Can you echo back every one of the lines below, word for word and unchanged?

> _Given records_
========================================

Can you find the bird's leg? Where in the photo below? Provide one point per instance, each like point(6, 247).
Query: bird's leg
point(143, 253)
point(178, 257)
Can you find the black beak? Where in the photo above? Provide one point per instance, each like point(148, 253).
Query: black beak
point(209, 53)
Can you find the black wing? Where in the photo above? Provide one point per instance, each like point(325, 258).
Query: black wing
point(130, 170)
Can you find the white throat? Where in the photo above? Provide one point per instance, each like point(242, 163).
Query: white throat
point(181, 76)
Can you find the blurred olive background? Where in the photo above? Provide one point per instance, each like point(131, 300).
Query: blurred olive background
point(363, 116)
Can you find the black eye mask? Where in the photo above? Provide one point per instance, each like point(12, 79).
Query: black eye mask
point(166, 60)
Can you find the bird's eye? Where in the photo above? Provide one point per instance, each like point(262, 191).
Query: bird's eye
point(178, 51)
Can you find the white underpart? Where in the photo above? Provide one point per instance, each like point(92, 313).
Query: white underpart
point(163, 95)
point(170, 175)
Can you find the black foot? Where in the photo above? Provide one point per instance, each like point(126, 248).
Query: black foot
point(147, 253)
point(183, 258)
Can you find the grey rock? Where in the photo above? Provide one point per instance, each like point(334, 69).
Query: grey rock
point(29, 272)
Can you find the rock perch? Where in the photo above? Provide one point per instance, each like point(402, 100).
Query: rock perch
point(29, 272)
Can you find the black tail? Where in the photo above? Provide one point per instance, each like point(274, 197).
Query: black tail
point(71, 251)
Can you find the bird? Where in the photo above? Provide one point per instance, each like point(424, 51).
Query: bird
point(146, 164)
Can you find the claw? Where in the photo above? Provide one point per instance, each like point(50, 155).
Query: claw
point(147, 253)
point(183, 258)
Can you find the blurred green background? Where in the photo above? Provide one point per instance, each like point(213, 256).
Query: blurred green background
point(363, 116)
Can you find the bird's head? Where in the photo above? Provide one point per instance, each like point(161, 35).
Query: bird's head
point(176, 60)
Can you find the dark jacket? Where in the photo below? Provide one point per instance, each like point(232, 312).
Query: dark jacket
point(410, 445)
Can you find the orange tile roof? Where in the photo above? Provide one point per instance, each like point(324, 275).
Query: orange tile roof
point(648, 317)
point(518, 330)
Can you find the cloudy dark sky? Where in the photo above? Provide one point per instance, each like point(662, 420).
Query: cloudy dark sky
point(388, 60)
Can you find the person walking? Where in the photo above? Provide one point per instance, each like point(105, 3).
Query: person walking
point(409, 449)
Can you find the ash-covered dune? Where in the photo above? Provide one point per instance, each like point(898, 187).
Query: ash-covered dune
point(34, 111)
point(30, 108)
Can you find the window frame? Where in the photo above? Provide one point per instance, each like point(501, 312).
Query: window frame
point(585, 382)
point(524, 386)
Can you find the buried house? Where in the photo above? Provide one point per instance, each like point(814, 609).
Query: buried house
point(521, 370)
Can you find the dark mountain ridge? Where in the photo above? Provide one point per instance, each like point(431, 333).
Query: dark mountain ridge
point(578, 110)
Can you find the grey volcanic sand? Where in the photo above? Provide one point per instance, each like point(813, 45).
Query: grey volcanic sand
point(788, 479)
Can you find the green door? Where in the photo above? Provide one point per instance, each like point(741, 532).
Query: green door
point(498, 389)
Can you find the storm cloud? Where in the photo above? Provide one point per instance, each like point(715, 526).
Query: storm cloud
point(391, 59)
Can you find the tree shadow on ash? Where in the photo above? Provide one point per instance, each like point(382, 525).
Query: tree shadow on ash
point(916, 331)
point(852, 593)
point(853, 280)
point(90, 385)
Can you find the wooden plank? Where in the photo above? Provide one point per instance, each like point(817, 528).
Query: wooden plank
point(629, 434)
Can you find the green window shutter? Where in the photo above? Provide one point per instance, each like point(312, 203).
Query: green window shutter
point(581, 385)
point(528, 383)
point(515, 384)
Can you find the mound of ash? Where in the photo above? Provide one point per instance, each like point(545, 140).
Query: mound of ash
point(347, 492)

========================================

> _Result for this exercise_
Can you find the bird's leg? Where in the photo below? Provide one point per instance, each like point(6, 247).
Query: bird's leg
point(143, 253)
point(178, 257)
Can you find the black beak? Where in the photo above? Provide one point per instance, each like point(148, 253).
Query: black beak
point(209, 53)
Can you find the black wing? Where in the photo above? Provide one point per instance, each like point(325, 258).
Query: black wing
point(130, 170)
Can you find the white throat? Where in the photo above? Provide one point per instance, each like point(242, 163).
Query: white throat
point(181, 76)
Can you find the blurred olive background? Where in the photo above? Provide one point per instance, each like point(131, 300).
Query: blurred olive background
point(363, 116)
Can you find the black eye mask? Where in the photo above? Provide one point per instance, each like point(12, 79).
Query: black eye mask
point(166, 60)
Can you find the bird's eye? Where in the photo above? Provide one point per instance, each like point(262, 191).
Query: bird's eye
point(178, 51)
Can you find the white underpart? Where in the photo above? Provide one point per instance, each like point(92, 313).
Query: white underpart
point(163, 95)
point(170, 175)
Can you find the black foot? Where in the photo above? Provide one point per instance, each like point(126, 248).
Query: black foot
point(147, 253)
point(183, 258)
Can you find the grey rock? Where in the photo above? Provide one point per instance, each like point(334, 69).
Query: grey rock
point(29, 272)
Can you find the rock perch? Where in the photo above? Provide one point per instance, each like point(402, 100).
Query: rock perch
point(29, 272)
Can you find the black tail? Where in the photo above? Provide one point per instance, each like point(274, 197).
Query: black tail
point(71, 251)
Can you find the bird? Where in the photo above? Provide one point per instance, each like point(424, 51).
Query: bird
point(146, 164)
Can you find the claw? Where in the photo above? Provide one point per instance, each like point(50, 155).
Query: claw
point(147, 253)
point(183, 258)
Can you find the blurred green background? Where in the photo above? Provide one point per instance, each like point(213, 256).
Query: blurred green background
point(363, 116)
Can you find the bird's head? Where in the photo above? Provide one point per instance, each like point(161, 35).
Query: bird's head
point(176, 60)
Can you find the dark jacket? Where in the photo below? Provide one point per instance, each like point(232, 312).
Query: dark jacket
point(410, 445)
Can you find the orange tile roof? Where in the photo above? Provide one point per instance, each like point(324, 275).
Query: orange tile roof
point(648, 317)
point(518, 330)
Can you find the cloudy dark sky? Where in the photo above? Provide one point per instance, each like point(662, 420).
Query: cloudy dark sky
point(388, 60)
Can you find the person walking? Where in the photo above? Provide one point per instance, each like point(105, 3).
Query: person walking
point(409, 449)
Can you find the ash-covered dune? Where in the photo above? Provide one point per instance, each like point(898, 187).
Query: ash-covered dune
point(34, 111)
point(30, 108)
Can you find the window frame? Where in the photo above? Provide one point per instance, each like point(501, 312).
Query: window frame
point(585, 382)
point(524, 386)
Can you find the buried house? Where in the photo above? Provide one point per instance, each like point(814, 609).
Query: buried house
point(521, 370)
Can you find the dark mountain ridge? Where in the photo above? Provide one point per instance, each like point(431, 333).
Query: dark mountain ridge
point(578, 110)
Can you find the grey volcanic sand? Where in the photo above? Provide one point per instance, each like point(813, 45).
Query: grey volcanic sand
point(788, 479)
Can you find the green door? Where in the photo above? Provide one point per instance, each like point(741, 532).
Query: green door
point(498, 389)
Can you find the storm cloud? Where in the photo above? Provide one point per instance, each like point(715, 526).
Query: storm cloud
point(391, 59)
Can you find the tree shadow on ash? Where in the photo above? Provide one point per instance, each like point(382, 525).
Query: tree shadow on ash
point(916, 331)
point(852, 593)
point(853, 280)
point(90, 385)
Can you find the wooden plank? Where in the photo above? Provide one point per instance, each like point(817, 528).
Query: wooden plank
point(629, 434)
Can you find the green window shutter? Where in the photo above? Provide one point per instance, each like point(312, 203).
Query: green window shutter
point(581, 385)
point(528, 383)
point(515, 384)
Can you find the mound of ash? Where in the photo above? Provide one point per instance, each like point(545, 140).
Query: mound of ash
point(347, 492)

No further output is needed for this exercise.